И наконец, последнее – «фрагментарная книга».
Термин, звучащий как приговор.
Дело в том, что любой прозаический текст (рассказ, повесть, роман) интересен и самоценен именно своей целостностью, единым дыханием, тем, что называется «вещество» прозы, входя в которую уже невозможно выйти ни на 15, ни на 55, ни на 255 странице. Фрагментарность же свидетельствует об отсутствии «дыхания», о создании объема книги при помощи разрозненных текстов, приблизительно связанных темой или местом действия.
Мы помним, что Довлатов довольно часто сообщает в своих письмах о том, что он «пишет роман». Однако, как такового романа у Сергея Донатовича нет. Скорее всего, писатель подразумевает работу над неким корпусом текстов, входящих в книгу. Вероятно, об этом сказал и Кривулин, сказал коротко, внятно и ненавязчиво, в полной мере тем самым отразив отношение к прозе Довлатова ленинградского литературного андеграунда.
Еще в бытность своей учебы в ЛГУ имени Андрея Жданова Сергей выказал свое отношение к филологической братии, и было оно не самым доброжелательным. Скорее всего, эта отстраненность и неприятие были взаимными.
Да, совсем не похожи волны Невского и Атлантического прибоев, а волнение на Гудзоне и на Балтике кардинально отличаются друг от друга, хотя, на первый взгляд, все едино.
Но это только на первый взгляд…
Заповедник
«Под нашими окнами – Сто восьмая улица. Выйдешь из дома, слева – железнодорожная линия, мост, правее – торговый центр. Чуть дальше к северо-востоку – Мидоу-озеро. Южнее – шумный Квинс-бульвар. Русский Форест-Хиллс простирается от железнодорожной ветки до Шестидесятых улиц. Я все жду, когда здесь появится тележка с хлебным квасом. Не думаю, что это разорит хозяев фирмы «Пепси-кола», – так, начиная с лета 1979 года (сначала Довлатовы жили во Флашинге в Куинсе, затем на 65-ой улице), Сергей описывает свое новое место жительства, известное как Форест-Хиллс.

Сохранённые строки -
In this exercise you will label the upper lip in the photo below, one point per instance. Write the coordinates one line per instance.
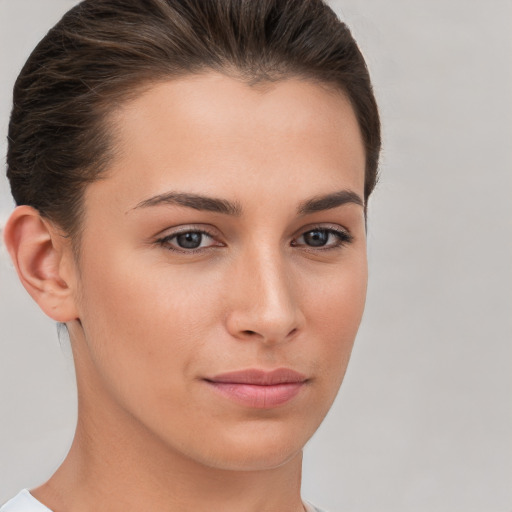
(260, 377)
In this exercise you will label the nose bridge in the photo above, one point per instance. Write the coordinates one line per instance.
(265, 304)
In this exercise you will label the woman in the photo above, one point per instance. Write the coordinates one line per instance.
(192, 180)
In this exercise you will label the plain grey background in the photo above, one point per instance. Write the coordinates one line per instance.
(424, 418)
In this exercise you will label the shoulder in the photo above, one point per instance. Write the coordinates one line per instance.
(24, 502)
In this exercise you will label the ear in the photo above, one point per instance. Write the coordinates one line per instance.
(44, 261)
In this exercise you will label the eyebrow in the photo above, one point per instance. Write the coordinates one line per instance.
(195, 201)
(329, 201)
(212, 204)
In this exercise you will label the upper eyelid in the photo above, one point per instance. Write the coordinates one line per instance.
(215, 233)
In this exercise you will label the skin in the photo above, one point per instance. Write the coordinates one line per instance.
(149, 324)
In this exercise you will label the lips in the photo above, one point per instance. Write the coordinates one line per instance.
(258, 388)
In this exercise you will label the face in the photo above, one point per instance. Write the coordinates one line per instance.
(222, 275)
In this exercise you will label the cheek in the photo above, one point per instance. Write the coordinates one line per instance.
(334, 314)
(145, 324)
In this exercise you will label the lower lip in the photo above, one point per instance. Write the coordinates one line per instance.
(257, 396)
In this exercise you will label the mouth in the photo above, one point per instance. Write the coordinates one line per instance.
(259, 389)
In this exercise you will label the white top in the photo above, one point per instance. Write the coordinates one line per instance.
(25, 502)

Задача - Продолжите текст о Довлатове, начав сразу после его последнего предложения.

Письменный ответ -
Также к предстающей перед взором Довлатова панораме следует добавить ряды кошерных заведений, чебуречные и лагманные, магазины распродаж и аптечные киоски, парикмахерские и фотоателье, бакалейную лавку Мони Папавицера, где местная публика приобретает ветчину, колбасу, икру и селедку, а также шесть красного кирпича зданий, где по большей части и проживают недавние советские граждане, из тех, что возмущаются, почему «мы уже шесть лет живем тут, а они все еще не начали говорить по-русски» (в 90-х годах 108-я улица стала местом проживания бухарских евреев из Таджикистана и Узбекистана).
Из повести Сергея Довлатова «Иностранка»:
«Местных жителей у нас считают чем-то вроде иностранцев. Если мы слышим английскую речь, то настораживаемся… К американцам мы испытываем сложное чувство. Даже не знаю, чего в нем больше – снисходительности или благоговения. Мы их жалеем, как неразумных беспечных детей… Помимо евреев в нашем районе живут корейцы, индусы, арабы. Чернокожих у нас сравнительно мало. Латиноамериканцев больше. Для нас это загадочные люди с транзисторами. Мы их не знаем. Однако на всякий случай презираем и боимся».
Таким образом, через семь месяцев после вылета из Ленинграда Сергей прибыл в Соединенные Штаты на пересечение 108 Street и 63 Drive.
Елена Давидовна так описала приезд Довлатова в Нью Йорк:
«Сергей прилетел к нам 26 февраля 1979 года, мы же с Катей покинули Ленинград 1 февраля 1978 года. Я не видела Сережу больше года. Конечно, за этот год я повидалась со многими людьми, которых мы знали в Ленинграде. Так что встречали его не только мы, но и наши друзья, которых я позвала. Получился целый кортеж – три или четыре автомобиля. Конечно, огромная компания встречающих должна была впечатлить человека, приехавшего из Советского Союза. Наконец они вышли: мама Нора, наша собачка Глаша и Сережа. Его приятно удивило то, что Катя за это время превратилась в девушку: сразу бросались в глаза ее пышные длинные волосы (уезжала она коротко стриженная). Помню, в тот день она была одета в красивое девичье пальто. До этого мы с Сережей и Норой Сергеевной постоянно поддерживали связь. Совершенно естественно, что они ехали в Америку, чтобы поселиться у нас и жить с нами. И вот мы снова стали жить вместе, с тех пор не разлучаясь».
К моменту приезда Довлатова в Нью Йорк Лена уже полгода работала в газете «Новое русское слово», крупнейшем периодическом издании на русском языке, выходящем в Америке с 1910 года. Главным редактором НРС в конце 70-х был журналист, редактор, литературный критик, личный секретарь Бунина Андрей Седых (Яков Моисеевич Цвибак).
Описание встречи Цвибака и Довлатова мы находим в книге «Ремесло» (Яков Моисеевич выступает здесь под фамилией Боголюбов):
«В этот момент заглянул Боголюбов и ласково произнес:
– А, здравствуйте, голубчик, здравствуйте… Таким я вас себе и представлял!..
Затем он вопросительно посмотрел на Троицкого.
– Это господин Довлатов, – подсказал тот, – из Ленинграда. Мы писали о его аресте.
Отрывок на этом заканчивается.